◆ Tasks to carry out ◆
1: Repeat the passage of the Toderian article that starts at the words "Even buildings that" and ends after the words "the convention centre.".
2: Write what comes next in the Toderian article, picking up after its final sentence.

◆ Document text ◆
In the age of terrorism and random acts of violence, who can question the importance of safety? Brent Toderian, for one.

The former chief planner of Vancouver, Canada, and urbanist at TODurbanWORKS, Toderian warned a packed seminar room at the Urban Future conference in Oslo in May against putting too much store in the views of safety consultants.

Brent Toderian

Safety, comfort, quality of life and liveability are all one conversation in Toderian’s view. “What worries me is when safety becomes a speciality,” he says. “I have observed that specialties becomes siloed and then those individual departments become superpowers.”

Toderian says security consultants have become a “super silo” because, even though security should be just one input, they are dominating decision making. “Ever since 9/11 in New York City, once [the security consultants] say a place is vulnerable, decision-makers say, ‘Oh my god, If I don’t do what they say, and someone is hurt, my city can be sued, and I can personally be blamed’.

“I have sat in rooms where the security consultant speaks and everyone else slumps their shoulders, and thinks, ‘Well, we are screwed!’—in terms of being able to do more creative things.”

The Medellín Miracle

Working for two and a half years in the once-crime-ravaged city of Medellín, Columbia, in 2012 forever overturned Toderian’s view of safety. “This was the murder capital of the world. More people died here, per year, than any other place in the world.”

Pablo Escoban
Source Wikipedia

In the 1990s, when at the national and city level, they took on the drug lord, Pablo Escobar, and the criminals who terrorised the city, the planners created what became known as the Medellín Miracle. “They transformed their city’s mobility with rapid transit and cable cars, but the most interesting thing is they took back their city life. People were afraid to go outside. There were no public spaces with people in them because you were afraid of getting shot or car-bombed.”

The answer to keeping public spaces safe lies not just in the public spaces but the buildings that surround them, Toderian says, quoting author Jane Jacobs’ best known catchphrase: the “eyes on the street.” What matters most is making sure the buildings create interest for pedestrians and, in doing so, encourages them to walk. “Having something constantly visually interesting and engaging makes it safe—and not boring. In Vancouver, the number one urban design principle we had was no blank walls!”

Even buildings that have blank walls can be changed to start engaging with the street, says Toderian, and gives a Brisbane restaurant, The Charming Squire, as an example. The restaurant is in Brisbane’s convention centre, typically the most boring box-like buildings in any city, turned inward with blank walls facing the city. The Charming Squire enlivens the convention centre.

Multiple wins  

When safety is achieved through solving a range of urban problems, everyone wins. “I don’t like the word balance,” Toderian says. “That means everyone is equally unhappy. I am looking for multiple wins.”

◆ Information supplied ◆
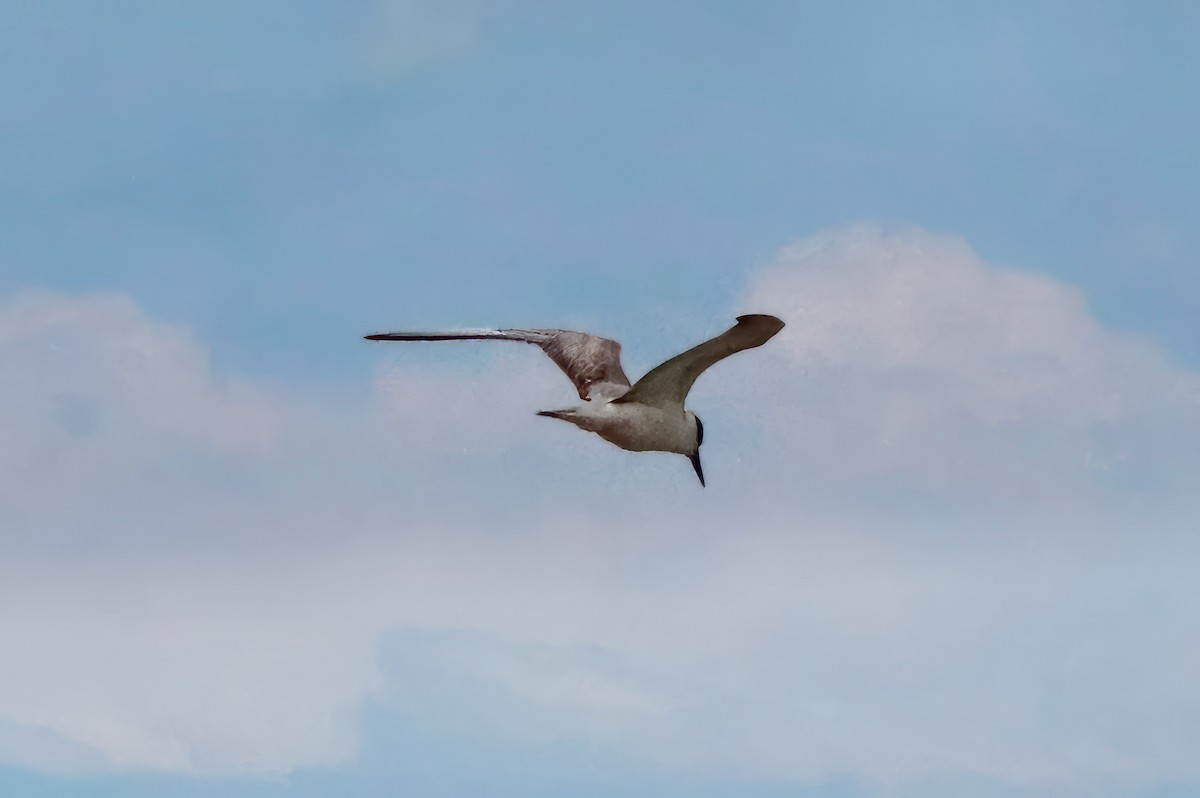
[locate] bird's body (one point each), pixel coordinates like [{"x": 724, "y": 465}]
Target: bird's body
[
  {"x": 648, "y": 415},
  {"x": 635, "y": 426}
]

---

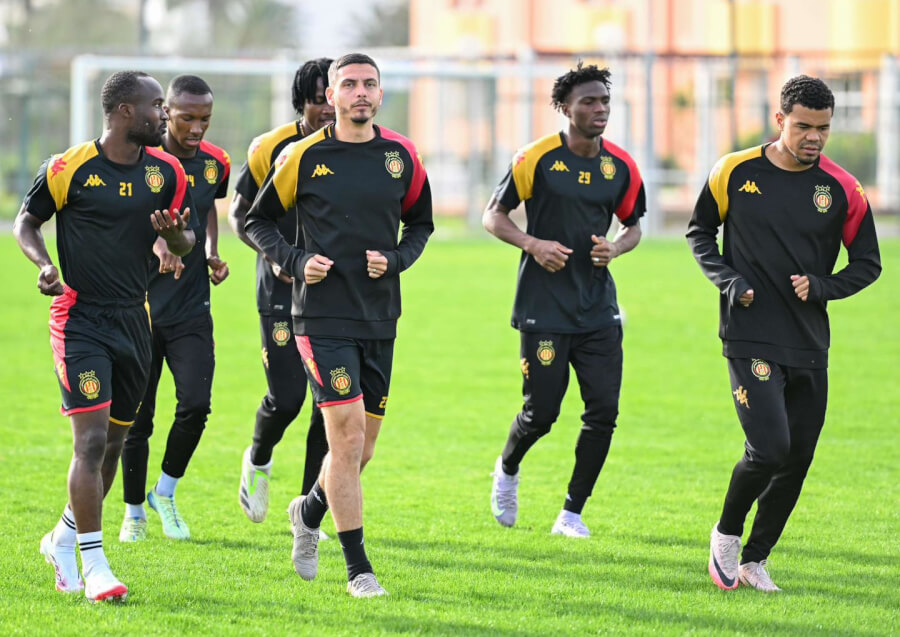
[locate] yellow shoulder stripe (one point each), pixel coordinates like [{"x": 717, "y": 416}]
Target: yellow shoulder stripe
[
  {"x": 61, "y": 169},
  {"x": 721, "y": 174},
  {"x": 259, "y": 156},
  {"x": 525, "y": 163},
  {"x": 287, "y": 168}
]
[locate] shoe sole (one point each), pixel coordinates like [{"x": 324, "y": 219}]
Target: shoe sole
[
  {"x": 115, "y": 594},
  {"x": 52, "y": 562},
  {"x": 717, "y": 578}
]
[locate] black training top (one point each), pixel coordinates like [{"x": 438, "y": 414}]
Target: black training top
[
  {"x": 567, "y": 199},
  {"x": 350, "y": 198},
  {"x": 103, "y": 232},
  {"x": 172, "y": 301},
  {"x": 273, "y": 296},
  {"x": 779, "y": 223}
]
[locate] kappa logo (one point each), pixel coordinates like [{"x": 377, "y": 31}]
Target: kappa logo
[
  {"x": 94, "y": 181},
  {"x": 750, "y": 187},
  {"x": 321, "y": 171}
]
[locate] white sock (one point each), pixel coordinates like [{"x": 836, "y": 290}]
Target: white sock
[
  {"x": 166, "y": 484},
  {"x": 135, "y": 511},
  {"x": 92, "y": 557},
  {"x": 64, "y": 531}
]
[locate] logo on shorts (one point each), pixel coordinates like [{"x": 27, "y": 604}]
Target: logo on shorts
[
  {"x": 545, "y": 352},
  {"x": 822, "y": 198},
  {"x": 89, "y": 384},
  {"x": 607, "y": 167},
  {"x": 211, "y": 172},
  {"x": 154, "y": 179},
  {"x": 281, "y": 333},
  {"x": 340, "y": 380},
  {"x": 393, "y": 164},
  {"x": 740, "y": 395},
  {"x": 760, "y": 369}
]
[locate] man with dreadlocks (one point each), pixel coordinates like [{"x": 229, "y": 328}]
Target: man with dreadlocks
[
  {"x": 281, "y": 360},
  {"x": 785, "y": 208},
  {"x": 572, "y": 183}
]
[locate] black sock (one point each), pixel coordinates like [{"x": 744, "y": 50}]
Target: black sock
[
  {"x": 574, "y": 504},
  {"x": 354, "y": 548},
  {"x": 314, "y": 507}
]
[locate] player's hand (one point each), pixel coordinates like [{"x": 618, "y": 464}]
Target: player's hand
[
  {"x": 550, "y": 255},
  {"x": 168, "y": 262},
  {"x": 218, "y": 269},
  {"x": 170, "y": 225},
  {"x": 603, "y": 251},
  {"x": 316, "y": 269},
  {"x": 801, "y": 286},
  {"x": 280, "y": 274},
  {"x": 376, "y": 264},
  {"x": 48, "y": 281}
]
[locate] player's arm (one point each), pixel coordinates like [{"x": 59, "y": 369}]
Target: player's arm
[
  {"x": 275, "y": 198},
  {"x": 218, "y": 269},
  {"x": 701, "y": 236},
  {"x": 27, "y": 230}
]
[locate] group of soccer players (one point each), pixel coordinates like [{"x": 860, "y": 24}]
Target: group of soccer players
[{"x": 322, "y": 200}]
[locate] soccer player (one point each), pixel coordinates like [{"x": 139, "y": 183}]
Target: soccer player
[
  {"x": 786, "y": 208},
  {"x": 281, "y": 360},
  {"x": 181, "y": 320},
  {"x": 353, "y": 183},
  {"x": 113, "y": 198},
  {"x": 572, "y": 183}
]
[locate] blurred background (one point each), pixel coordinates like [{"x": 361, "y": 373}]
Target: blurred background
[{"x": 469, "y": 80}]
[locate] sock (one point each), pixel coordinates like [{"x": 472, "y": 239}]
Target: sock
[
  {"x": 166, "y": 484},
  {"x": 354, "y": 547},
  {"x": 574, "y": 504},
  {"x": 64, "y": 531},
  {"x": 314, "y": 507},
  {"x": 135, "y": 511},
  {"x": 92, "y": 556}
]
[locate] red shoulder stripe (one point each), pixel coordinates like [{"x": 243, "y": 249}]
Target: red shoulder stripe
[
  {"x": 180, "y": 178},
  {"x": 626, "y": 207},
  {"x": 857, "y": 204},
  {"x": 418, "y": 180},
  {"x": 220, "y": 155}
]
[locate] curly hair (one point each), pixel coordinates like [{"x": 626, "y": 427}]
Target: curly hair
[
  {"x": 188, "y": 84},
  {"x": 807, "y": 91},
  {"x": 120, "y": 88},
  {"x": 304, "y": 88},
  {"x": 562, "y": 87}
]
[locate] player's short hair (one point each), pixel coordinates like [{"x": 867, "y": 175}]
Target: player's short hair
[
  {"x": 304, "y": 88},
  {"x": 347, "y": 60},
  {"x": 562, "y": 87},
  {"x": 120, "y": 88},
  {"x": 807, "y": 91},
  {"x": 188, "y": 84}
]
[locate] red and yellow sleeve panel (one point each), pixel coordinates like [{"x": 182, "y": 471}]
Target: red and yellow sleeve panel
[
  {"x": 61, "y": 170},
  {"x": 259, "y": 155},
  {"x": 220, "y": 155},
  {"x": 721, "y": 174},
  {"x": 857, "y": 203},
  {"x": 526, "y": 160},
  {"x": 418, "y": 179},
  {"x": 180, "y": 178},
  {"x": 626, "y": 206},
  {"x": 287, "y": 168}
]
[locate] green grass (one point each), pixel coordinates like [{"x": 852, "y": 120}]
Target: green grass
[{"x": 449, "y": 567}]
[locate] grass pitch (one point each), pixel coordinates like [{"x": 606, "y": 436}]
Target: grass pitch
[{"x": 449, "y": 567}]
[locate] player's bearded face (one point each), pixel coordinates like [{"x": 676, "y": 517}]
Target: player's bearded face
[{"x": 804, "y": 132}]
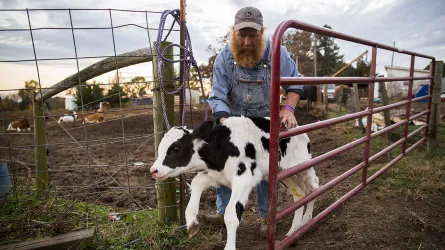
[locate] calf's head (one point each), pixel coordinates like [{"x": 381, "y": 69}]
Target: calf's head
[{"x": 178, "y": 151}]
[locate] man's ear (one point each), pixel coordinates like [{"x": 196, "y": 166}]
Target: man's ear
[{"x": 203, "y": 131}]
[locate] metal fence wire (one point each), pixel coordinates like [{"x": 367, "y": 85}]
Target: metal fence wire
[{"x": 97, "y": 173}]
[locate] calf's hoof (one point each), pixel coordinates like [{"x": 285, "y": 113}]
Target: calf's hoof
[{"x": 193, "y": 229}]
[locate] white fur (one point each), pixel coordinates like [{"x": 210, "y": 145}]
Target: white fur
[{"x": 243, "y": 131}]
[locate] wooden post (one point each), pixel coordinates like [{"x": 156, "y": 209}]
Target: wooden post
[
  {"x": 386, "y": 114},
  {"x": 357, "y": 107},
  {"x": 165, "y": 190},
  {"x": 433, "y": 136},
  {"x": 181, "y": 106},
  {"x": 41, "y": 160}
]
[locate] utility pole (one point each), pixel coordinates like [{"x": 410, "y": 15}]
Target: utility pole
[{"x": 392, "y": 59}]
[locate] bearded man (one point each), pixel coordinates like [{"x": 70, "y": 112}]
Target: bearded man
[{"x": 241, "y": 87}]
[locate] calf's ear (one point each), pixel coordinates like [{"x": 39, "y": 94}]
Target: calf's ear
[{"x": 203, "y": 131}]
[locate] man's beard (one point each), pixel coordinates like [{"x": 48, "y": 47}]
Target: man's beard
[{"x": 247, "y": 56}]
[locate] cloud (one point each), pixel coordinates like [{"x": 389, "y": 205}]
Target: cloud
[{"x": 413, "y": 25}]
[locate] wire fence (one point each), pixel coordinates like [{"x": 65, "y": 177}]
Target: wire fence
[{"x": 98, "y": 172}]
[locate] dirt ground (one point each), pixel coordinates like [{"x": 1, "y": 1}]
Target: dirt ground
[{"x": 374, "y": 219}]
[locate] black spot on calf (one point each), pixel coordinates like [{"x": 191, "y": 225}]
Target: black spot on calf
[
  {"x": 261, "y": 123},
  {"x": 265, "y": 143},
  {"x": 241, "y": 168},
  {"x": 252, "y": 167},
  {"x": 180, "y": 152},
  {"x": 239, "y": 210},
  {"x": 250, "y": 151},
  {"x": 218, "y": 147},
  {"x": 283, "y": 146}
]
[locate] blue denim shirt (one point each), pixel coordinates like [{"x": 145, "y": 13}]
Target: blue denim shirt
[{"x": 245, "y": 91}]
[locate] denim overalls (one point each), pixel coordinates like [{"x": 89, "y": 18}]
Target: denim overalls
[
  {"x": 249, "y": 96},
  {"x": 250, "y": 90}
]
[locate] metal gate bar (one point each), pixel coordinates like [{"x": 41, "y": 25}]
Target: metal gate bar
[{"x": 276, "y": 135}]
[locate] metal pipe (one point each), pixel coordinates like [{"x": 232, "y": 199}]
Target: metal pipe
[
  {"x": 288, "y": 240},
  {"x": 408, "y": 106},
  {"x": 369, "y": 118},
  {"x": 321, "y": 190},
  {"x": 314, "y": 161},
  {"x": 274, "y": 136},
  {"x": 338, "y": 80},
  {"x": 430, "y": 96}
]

◆ Solved tasks ◆
1:
Even buildings that have blank walls can be changed to start engaging with the street, says Toderian, and gives a Brisbane restaurant, The Charming Squire, as an example. The restaurant is in Brisbane’s convention centre, typically the most boring box-like buildings in any city, turned inward with blank walls facing the city. The Charming Squire enlivens the convention centre.

2:
Safe mobility means separated bike, walking and public transport infrastructure, for example, which cannot be mixed with cars. The goal in Vancouver was triple-A facilities, meaning All Ages and Abilities. The is an expansion of the eight-to-80 principle, which means that when an eight-year-old and an 80-year-old feel safe to use a facility, it is safe. But Vancouver expanded this to include all genders and abilities, such as cycling learners.

Car parks are notoriously unsafe being deserted and boring. In Auckland New Zealand, the city transformed a car park that bordered the water overnight by using paint and planters to create a promenade. Food carts with seating for eating can fill gaps in the “urban pattern,” Toderian says, making them more interesting and, therefore, safer.

Climate change seems esoteric, but pollution is seen as real

Toderian reminded the audience that, as important as such actions to address safety are, nothing is more important than responding to climate change. Gatineau, a city close to Ottawa, Canada, has been ravaged by two 100-year floods in the past three years. And, in between the two floods, the first tornado in 50 years whipped the city. Rising temperatures have contributed to an epidemic of ticks, spreading Lyme Disease.

“The hubris, the arrogance that we think we can hardscape our cities against climate change through “resiliency” or “adaptation”—instead of addressing the impact of climate change through mitigation—is ridiculous. I know consultancies building their whole practice around such ideas. It is a lie. Climate change is a dial, not a switch. And the number one adaptation is mitigation.”

While climate change can seem esoteric (although it is not), cities are responding to pollution, which is known to harm children’s development and everyone’s health. As a result, there is a return to the use of trees to build an urban canopy to help improve air quality and provide shade for walking and cycling. But, ironically, it was security consultants who insisted on removing trees, for example to improve pedestrians’ visibility of fast-moving traffic. “That is an example of how safety, taken in isolation, can actually harm us.”

Silos and specialists have done great damage to our cities, Toderian says, and as a result, he spends a lot of time in his consultancy work breaking down the silos which have become barriers to doing something more holistic and thoughtful.

Beware the safety consultant, whose advice looks at a complex problem through a single specialist lens.